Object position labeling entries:
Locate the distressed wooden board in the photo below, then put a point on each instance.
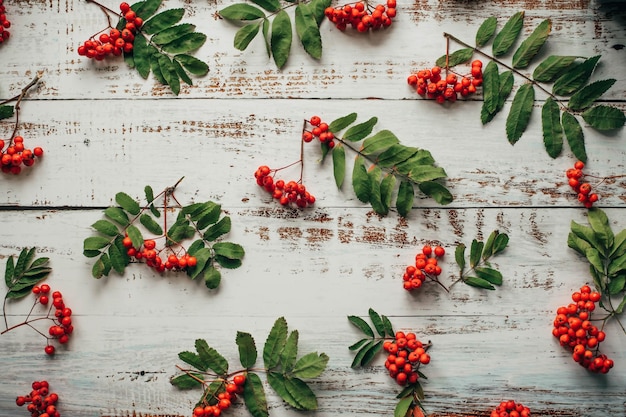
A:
(377, 65)
(216, 145)
(487, 346)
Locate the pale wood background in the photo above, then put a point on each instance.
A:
(104, 130)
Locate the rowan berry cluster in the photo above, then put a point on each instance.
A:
(575, 331)
(4, 23)
(150, 254)
(15, 155)
(214, 406)
(510, 409)
(361, 16)
(575, 177)
(41, 402)
(432, 84)
(62, 326)
(116, 41)
(405, 355)
(320, 131)
(425, 267)
(290, 193)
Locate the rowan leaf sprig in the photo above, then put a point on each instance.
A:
(285, 371)
(571, 95)
(120, 239)
(272, 20)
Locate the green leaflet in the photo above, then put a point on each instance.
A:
(162, 21)
(531, 45)
(491, 87)
(247, 349)
(404, 200)
(245, 34)
(574, 79)
(551, 126)
(520, 112)
(585, 97)
(281, 37)
(457, 57)
(254, 396)
(241, 11)
(604, 117)
(574, 135)
(552, 67)
(308, 30)
(486, 31)
(339, 164)
(505, 39)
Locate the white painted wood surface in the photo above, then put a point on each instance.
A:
(104, 130)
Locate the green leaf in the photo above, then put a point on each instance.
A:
(459, 256)
(106, 228)
(574, 134)
(91, 243)
(247, 349)
(339, 164)
(193, 359)
(379, 142)
(486, 31)
(377, 321)
(187, 381)
(341, 123)
(519, 115)
(186, 43)
(599, 222)
(212, 277)
(281, 36)
(241, 11)
(254, 396)
(290, 352)
(361, 325)
(604, 117)
(269, 5)
(211, 357)
(245, 34)
(574, 79)
(127, 203)
(6, 111)
(274, 343)
(402, 408)
(552, 129)
(491, 87)
(455, 58)
(531, 45)
(169, 34)
(135, 236)
(192, 64)
(551, 67)
(489, 274)
(505, 39)
(436, 191)
(361, 180)
(585, 97)
(360, 131)
(218, 229)
(163, 20)
(479, 283)
(301, 393)
(310, 365)
(404, 200)
(150, 224)
(229, 250)
(308, 30)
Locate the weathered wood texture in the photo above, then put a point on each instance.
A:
(104, 130)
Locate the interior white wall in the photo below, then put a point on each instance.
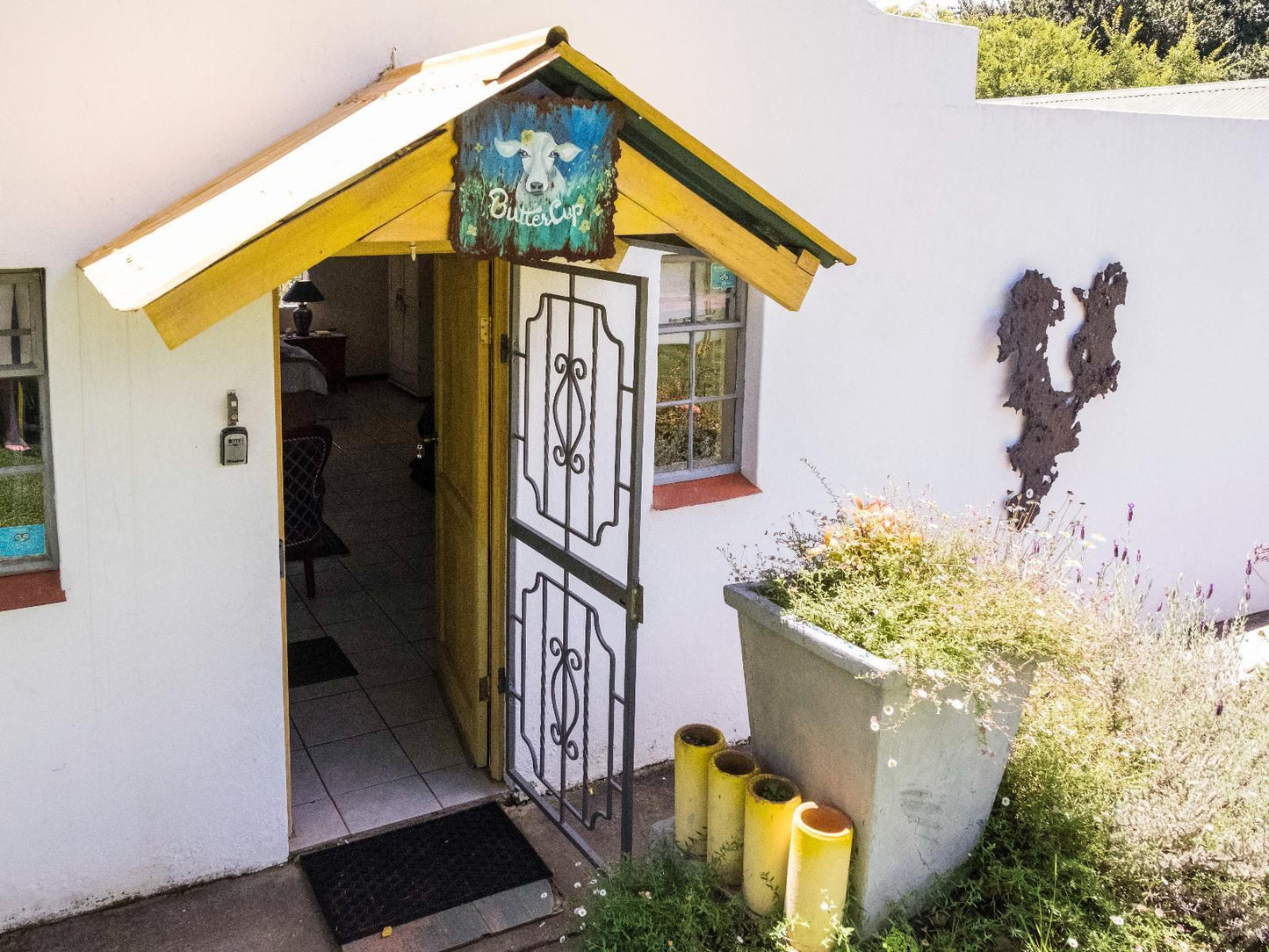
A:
(142, 723)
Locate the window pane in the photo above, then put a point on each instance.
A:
(20, 422)
(676, 292)
(713, 433)
(697, 291)
(673, 367)
(19, 307)
(672, 438)
(716, 362)
(22, 516)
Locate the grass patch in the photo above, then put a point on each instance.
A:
(22, 499)
(665, 901)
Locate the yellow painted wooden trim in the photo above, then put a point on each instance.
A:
(499, 442)
(710, 231)
(604, 79)
(615, 263)
(301, 242)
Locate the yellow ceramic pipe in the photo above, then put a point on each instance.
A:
(695, 744)
(815, 895)
(769, 805)
(725, 834)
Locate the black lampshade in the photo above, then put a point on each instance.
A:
(302, 292)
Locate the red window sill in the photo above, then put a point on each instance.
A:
(31, 589)
(713, 489)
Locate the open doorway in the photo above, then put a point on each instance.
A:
(390, 633)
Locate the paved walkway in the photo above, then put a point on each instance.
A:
(274, 911)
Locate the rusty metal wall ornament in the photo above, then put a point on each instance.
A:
(1049, 424)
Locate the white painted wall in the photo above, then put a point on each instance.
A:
(141, 721)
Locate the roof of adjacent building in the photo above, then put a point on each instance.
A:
(1241, 99)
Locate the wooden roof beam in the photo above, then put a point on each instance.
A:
(301, 242)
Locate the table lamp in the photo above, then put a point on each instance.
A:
(302, 292)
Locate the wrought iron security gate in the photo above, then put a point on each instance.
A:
(576, 354)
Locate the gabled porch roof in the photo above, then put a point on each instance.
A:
(374, 177)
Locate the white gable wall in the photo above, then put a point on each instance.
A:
(142, 720)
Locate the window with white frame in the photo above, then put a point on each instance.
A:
(27, 538)
(699, 370)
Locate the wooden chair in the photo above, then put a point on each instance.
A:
(305, 451)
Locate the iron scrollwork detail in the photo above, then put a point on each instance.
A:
(1049, 424)
(571, 371)
(565, 702)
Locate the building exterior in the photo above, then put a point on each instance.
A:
(144, 725)
(1234, 99)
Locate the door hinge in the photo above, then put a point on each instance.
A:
(636, 604)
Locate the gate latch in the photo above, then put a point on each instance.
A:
(636, 603)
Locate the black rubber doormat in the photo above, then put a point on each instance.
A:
(429, 867)
(327, 545)
(316, 660)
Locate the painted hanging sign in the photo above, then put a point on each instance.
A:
(536, 179)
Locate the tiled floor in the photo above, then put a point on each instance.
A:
(379, 748)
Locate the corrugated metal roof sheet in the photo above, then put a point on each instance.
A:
(1243, 99)
(387, 119)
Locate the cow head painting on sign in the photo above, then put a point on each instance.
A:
(536, 179)
(541, 155)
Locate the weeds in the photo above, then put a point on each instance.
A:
(1134, 814)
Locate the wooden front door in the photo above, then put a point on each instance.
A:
(464, 379)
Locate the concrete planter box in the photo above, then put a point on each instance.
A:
(811, 701)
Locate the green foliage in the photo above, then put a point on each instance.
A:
(22, 499)
(1035, 50)
(1032, 56)
(665, 901)
(960, 603)
(1229, 25)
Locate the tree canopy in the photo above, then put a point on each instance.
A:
(1032, 47)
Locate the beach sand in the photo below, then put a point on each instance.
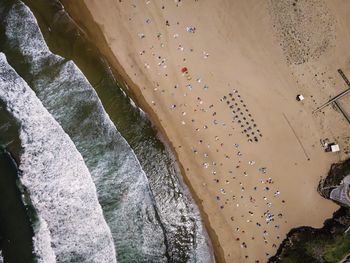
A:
(220, 80)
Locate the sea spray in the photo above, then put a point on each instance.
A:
(122, 186)
(185, 235)
(72, 227)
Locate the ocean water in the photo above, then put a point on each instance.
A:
(150, 213)
(17, 235)
(70, 225)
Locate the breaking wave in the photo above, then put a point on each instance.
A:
(122, 186)
(71, 226)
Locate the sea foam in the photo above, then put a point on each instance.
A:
(71, 225)
(122, 186)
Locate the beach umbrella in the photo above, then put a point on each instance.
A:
(184, 70)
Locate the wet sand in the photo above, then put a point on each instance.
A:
(219, 79)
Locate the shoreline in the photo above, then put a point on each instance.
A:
(120, 40)
(136, 95)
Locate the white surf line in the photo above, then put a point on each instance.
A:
(71, 224)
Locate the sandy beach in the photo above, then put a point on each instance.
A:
(220, 80)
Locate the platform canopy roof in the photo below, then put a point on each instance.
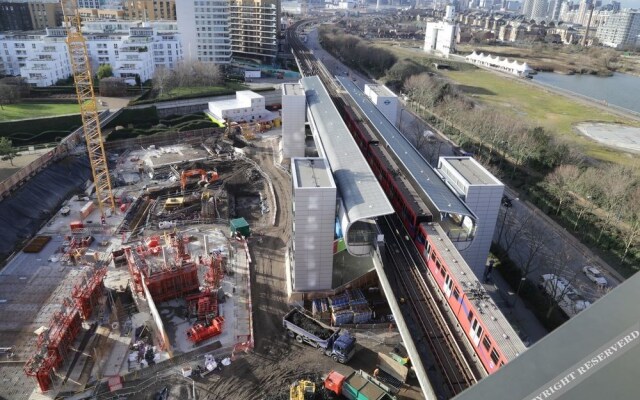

WHAT YOU ARE ASKED TO DO | Count the lines in the items above that contain the string "green", and give only the number.

OUTPUT FOR THIS EXERCISE | 3